Source text:
To many, Tony Robinson is best-known as Blackadder's sidekick Baldrick, or the enthusiastic presenter of long-running archaeology TV hit Time Team. But Tony, 66, is also an ambassador for Alzheimer's Society – both his parents had dementia and he made a moving documentary, Me and My Mum, about his mother’s care, in 2006.
Nick Smurthwaite talked to him about his experiences of dementia and the care system in the UK.
From your experience of working with Alzheimer’s UK and visiting care homes, how would you sum up the present climate of care in the UK?
It seems to me that an awful lot of care homes should more properly be called dementia homes, and I reckon within 5-10 years virtually every single place that we now think of as a care home will be a specialist home for people suffering from the illnesses associated with old age.
My experience with my parents was that it was virtually impossible to get any continuity of care. This was because the amount of money the care workers were paid was so low that every time something like a new Tesco came into the area, care workers were tempted away by a better hourly rate.
So you think pay, training and conditions for care home workers be a priority?

Records from a collection:
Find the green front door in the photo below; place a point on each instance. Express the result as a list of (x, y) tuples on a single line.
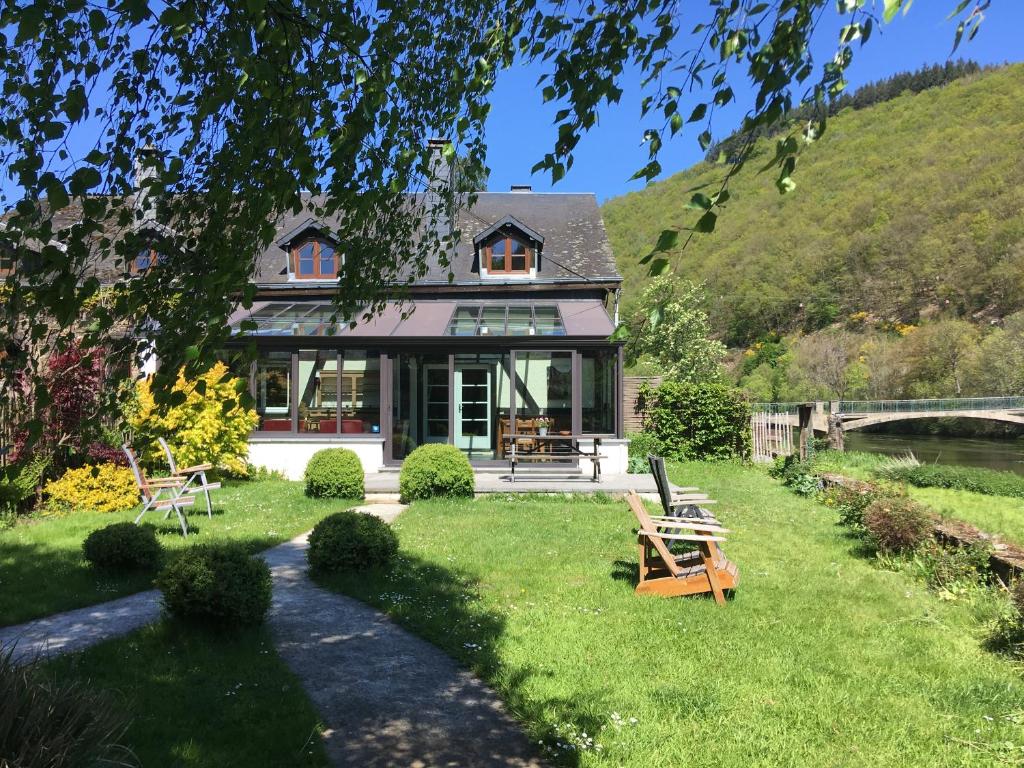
[(473, 410)]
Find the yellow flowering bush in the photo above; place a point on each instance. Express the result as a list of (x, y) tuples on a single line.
[(105, 487), (200, 430)]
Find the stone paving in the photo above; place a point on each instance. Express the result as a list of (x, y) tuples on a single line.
[(75, 630), (386, 697)]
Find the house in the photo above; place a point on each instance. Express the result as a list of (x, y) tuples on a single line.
[(517, 341)]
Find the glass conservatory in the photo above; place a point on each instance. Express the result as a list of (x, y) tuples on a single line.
[(465, 373)]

Work to complete:
Answer these questions about the Tony Robinson interview:
1. Which organization is Tony Robinson an ambassador for?
2. What was the title of the documentary he made about his mother's care, and in what year did he make it?
3. According to Robinson, what tempted care workers away from their jobs?
Please rely on the Tony Robinson interview alone.

Answer to the exercise:
1. Alzheimer's Society.
2. Me and My Mum, in 2006.
3. A better hourly rate elsewhere, such as when a new Tesco came into the area.